Stored data entries:
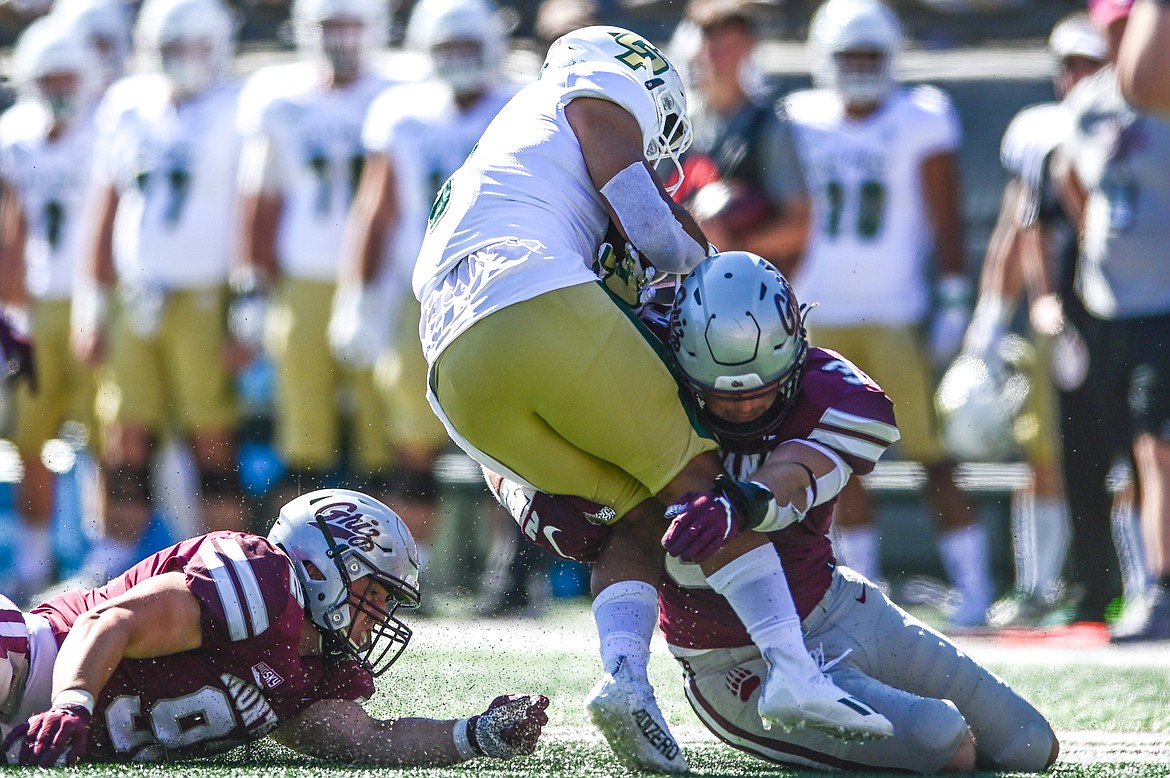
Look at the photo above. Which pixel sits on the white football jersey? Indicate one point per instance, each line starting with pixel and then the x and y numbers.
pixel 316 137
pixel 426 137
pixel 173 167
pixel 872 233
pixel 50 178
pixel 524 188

## Work instructions
Pictures don't belong in the copy. Transcribe every record exactly as it appears.

## Response below
Look at the photo above. Which pixel sits on the white football jersey? Indicate one point per instance, each line starting with pixel and then the x and y numbers.
pixel 316 137
pixel 426 137
pixel 173 167
pixel 872 233
pixel 50 178
pixel 524 188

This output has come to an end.